GIVEN DATA:

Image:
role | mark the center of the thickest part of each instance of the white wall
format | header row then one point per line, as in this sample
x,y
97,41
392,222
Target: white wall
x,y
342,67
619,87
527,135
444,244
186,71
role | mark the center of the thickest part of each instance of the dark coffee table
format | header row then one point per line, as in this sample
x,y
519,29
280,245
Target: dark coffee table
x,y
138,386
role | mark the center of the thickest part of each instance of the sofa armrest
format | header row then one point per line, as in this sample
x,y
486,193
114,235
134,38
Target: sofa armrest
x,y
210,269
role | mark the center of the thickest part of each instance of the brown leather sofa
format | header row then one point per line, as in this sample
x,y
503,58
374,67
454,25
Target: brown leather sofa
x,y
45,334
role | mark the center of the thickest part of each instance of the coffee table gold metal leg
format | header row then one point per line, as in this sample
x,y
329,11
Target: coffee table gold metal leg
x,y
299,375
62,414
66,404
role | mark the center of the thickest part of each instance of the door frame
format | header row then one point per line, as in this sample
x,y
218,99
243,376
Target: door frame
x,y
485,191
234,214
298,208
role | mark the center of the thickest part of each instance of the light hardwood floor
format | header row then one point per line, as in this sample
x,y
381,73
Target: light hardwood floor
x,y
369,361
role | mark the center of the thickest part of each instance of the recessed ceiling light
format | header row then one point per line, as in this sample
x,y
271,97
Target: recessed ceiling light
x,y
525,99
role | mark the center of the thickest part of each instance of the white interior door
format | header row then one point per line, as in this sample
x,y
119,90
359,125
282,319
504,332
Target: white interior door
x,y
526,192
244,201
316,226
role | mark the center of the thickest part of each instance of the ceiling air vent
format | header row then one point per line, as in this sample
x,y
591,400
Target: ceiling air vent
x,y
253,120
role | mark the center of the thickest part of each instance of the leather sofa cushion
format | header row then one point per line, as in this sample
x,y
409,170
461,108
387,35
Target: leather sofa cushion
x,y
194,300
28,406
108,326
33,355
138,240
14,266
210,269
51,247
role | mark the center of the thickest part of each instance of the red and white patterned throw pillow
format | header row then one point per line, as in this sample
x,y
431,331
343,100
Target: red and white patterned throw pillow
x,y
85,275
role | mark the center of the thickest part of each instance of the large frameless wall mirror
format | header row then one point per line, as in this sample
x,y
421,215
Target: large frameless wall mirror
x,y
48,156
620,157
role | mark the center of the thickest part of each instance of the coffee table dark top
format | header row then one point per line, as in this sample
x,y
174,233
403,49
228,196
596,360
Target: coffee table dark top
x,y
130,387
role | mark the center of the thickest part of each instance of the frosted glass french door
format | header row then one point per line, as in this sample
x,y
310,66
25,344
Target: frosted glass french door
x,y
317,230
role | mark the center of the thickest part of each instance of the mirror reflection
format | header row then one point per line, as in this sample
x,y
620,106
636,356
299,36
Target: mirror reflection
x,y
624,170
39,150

WHAT IS BEING ASKED:
Give the data again in full, keeping every line as it was.

THE COMPLETED TASK:
Image:
role | mark the center of the thickest part of each instance of the white wall
format | header row then one point per line, as in this sample
x,y
97,41
392,222
Target: white wall
x,y
342,67
619,87
527,135
444,244
186,71
role | mark the center of the thickest part of each instance of the dark coffee table
format | header row then one point per line, as in this sample
x,y
519,29
280,245
Target: dark coffee table
x,y
138,386
role | mark the center of the thickest part of each instance of the sofa armrest
format | header row then one point per line, as in this sample
x,y
486,193
114,235
134,38
Target: sofa armrest
x,y
210,269
role | mark the center of the thickest part of each instance of the brown leather sofa
format | header row then one point per line, as in this sample
x,y
503,58
374,67
454,25
Target: brown leather sofa
x,y
45,334
role | mark the center of the thickest part of each instance of the coffee table gold metal leg
format | header row then one point per line, as in this sample
x,y
329,11
Target: coffee table gold metal leg
x,y
299,375
62,414
66,404
role | mark the center of the thickest part of each instance of the door frame
format | header row then one point per line, as in this sample
x,y
218,99
243,376
Target: door frame
x,y
485,191
234,214
298,208
role | mark the center of the thickest part of each instance of the light hardwood floor
format | header row then one point per line, as in this sample
x,y
381,73
Target: light hardwood floor
x,y
369,361
role | mark the center of the thickest part of each instance of the recessed ceiling light
format | header row then one point per line, as in this sample
x,y
271,97
Target: recessed ceiling light
x,y
525,99
role | mark the center of the thickest part of each instance of the white interior door
format | header row then one point per line, as in this sample
x,y
119,90
359,125
282,319
504,332
Target: white interior door
x,y
526,192
244,201
316,226
role | mark the center of the thickest part of each instance of the ceiling air vent
format | header row then one point per line, as in this sample
x,y
591,400
Target: ceiling air vent
x,y
253,120
role | mark the center of the thickest part of each instance of the leather sofa cushion
format | header row then one point per line, as in this sample
x,y
409,170
461,108
387,35
Target: leather sofa cushion
x,y
194,300
28,406
108,326
33,355
138,240
14,266
210,269
51,247
role | mark the center of the thickest part of each instance of the red and white patterned throw pillow
format | header row then one point per line, as in this sample
x,y
431,331
343,100
Target: red and white patterned throw pillow
x,y
85,275
role | mark the center of the thickest part of each instance of the large frameless wall mirror
format | header row then one point per line, as in this sample
x,y
421,215
Target: large frameless wall mirror
x,y
48,156
620,157
role | mark the center of the thickest part of each instance of the coffee table dark top
format | header row then one point per line, as in this sample
x,y
174,233
403,49
228,196
596,360
Target: coffee table dark top
x,y
130,387
role | mark the center of the thickest part of each instance of the frosted glass french door
format | header row then one point per line, as in this sample
x,y
310,66
25,344
Target: frosted glass french door
x,y
317,230
role | mark the center of the thickest part of each instance of the mirror reflection
format | header row then one point per line, as in this sample
x,y
620,106
636,356
299,36
Target: mirror reflection
x,y
624,170
39,150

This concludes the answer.